HOGE RAAD DER NEDERLANDEN
CIVIELE KAMER
Nummer23/04963
Datum10 januari 2025
ARREST
In de zaak van
KUBUS COÖPERATIE U.A.,
gevestigd te Deest,
EISERES tot cassatie,
hierna: Kubus,
advocaat: J.H.M. van Swaaij,
tegen
[verweerder], handelende onder de naam [administratiekantoor],
wonende te [woonplaats],
VERWEERDER in cassatie,
hierna: [verweerder],
advocaat: P.A. Fruytier.

1.Procesverloop

Voor het verloop van het geding in feitelijke instanties verwijst de Hoge Raad naar:
a. de vonnissen in de zaak 9500618 \ CV EXPL 21-2484 van de rechtbank Overijssel van 25 januari 2022 en 26 april 2022;
b. de arresten in de zaak 200.318.360 van het gerechtshof Arnhem-Leeuwarden van 4 april 2023 en 19 september 2023.
Kubus heeft tegen het arrest van het hof van 19 september 2023 beroep in cassatie ingesteld.
[verweerder] heeft een verweerschrift tot verwerping ingediend.
De zaak is voor [verweerder] toegelicht door zijn advocaat en mede door J.P. Jas.
De conclusie van de Advocaat-Generaal B.F. Assink strekt tot verwerping van het cassatieberoep.
De advocaat van Kubus heeft schriftelijk op die conclusie gereageerd.

2.Uitgangspunten en feiten

2.1
In cassatie kan van het volgende worden uitgegaan.
(i) Kubus is een coöperatie. Zij biedt haar leden, bestaande uit administratie-, accountants- en advieskantoren, steun bij de exploitatie op het gebied van inkoop, software, marketing en opleiding. De statuten van Kubus bepalen dat het lidmaatschap onder andere eindigt door opzegging en verbinden geen voorwaarden aan uittreding.
(ii) [verweerder] is in 2015 een administratiekantoor begonnen en is toen een zogenoemd lid B van Kubus geworden. Kubus en [verweerder] hebben een overeenkomst gesloten met als opschrift ‘ledenovereenkomst B’ (hierna: de overeenkomst). De overeenkomst bepaalt onder meer dat [verweerder] toetreedt tot de coöperatie, dat [verweerder] de formule en handelsnaam van Kubus mag gebruiken en dat [verweerder] aan Kubus bepaalde vergoedingen moet betalen.

Aangeleverde gegevens –
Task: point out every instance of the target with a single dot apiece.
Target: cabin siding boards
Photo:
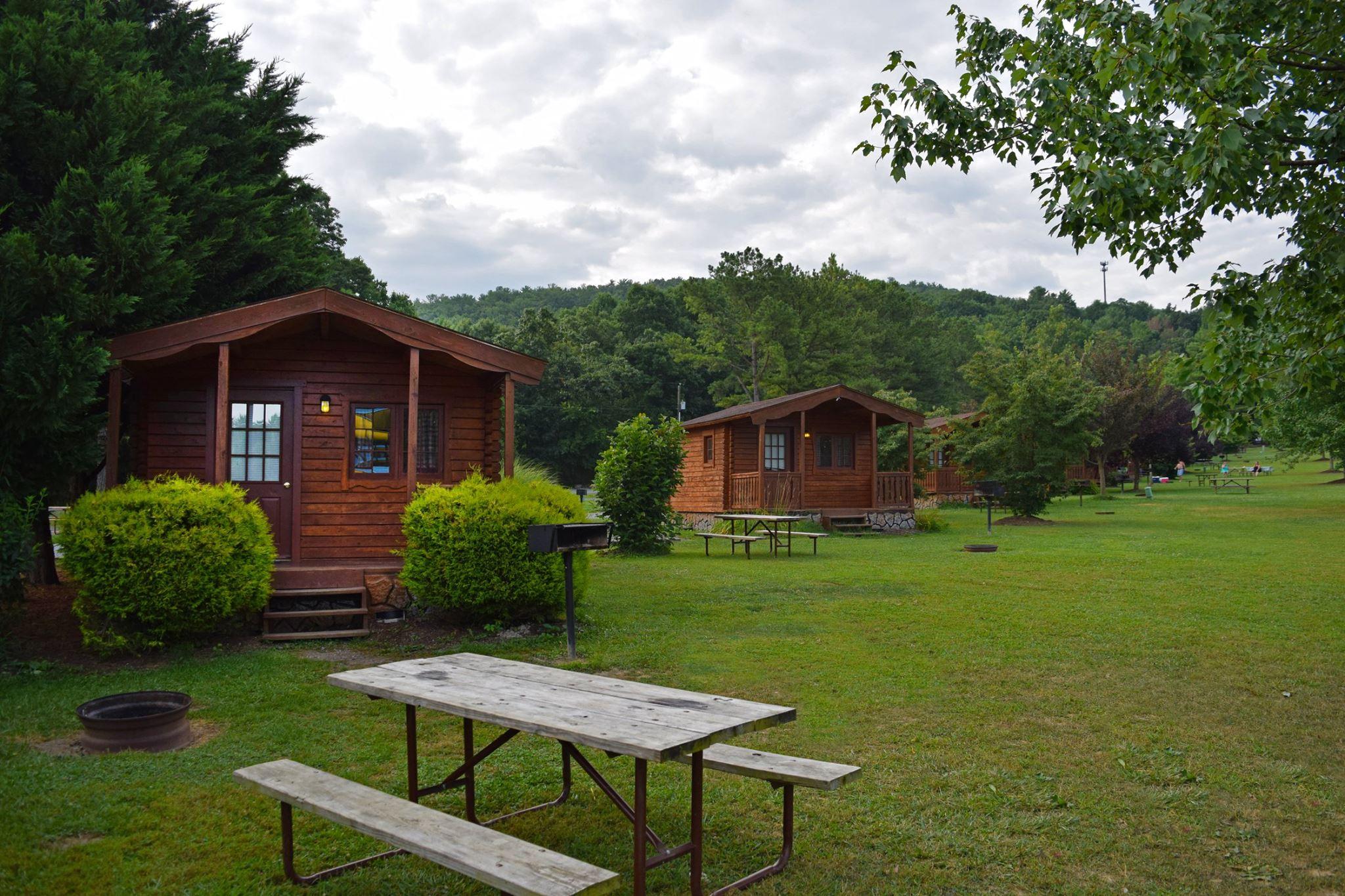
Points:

Opdracht –
Schrijf uit het arrest van de Hoge Raad alles over vanaf "1.Procesverloop" tot en met "door J.P. Jas.".

Antwoord –
1.Procesverloop

Voor het verloop van het geding in feitelijke instanties verwijst de Hoge Raad naar:
a. de vonnissen in de zaak 9500618 \ CV EXPL 21-2484 van de rechtbank Overijssel van 25 januari 2022 en 26 april 2022;
b. de arresten in de zaak 200.318.360 van het gerechtshof Arnhem-Leeuwarden van 4 april 2023 en 19 september 2023.
Kubus heeft tegen het arrest van het hof van 19 september 2023 beroep in cassatie ingesteld.
[verweerder] heeft een verweerschrift tot verwerping ingediend.
De zaak is voor [verweerder] toegelicht door zijn advocaat en mede door J.P. Jas.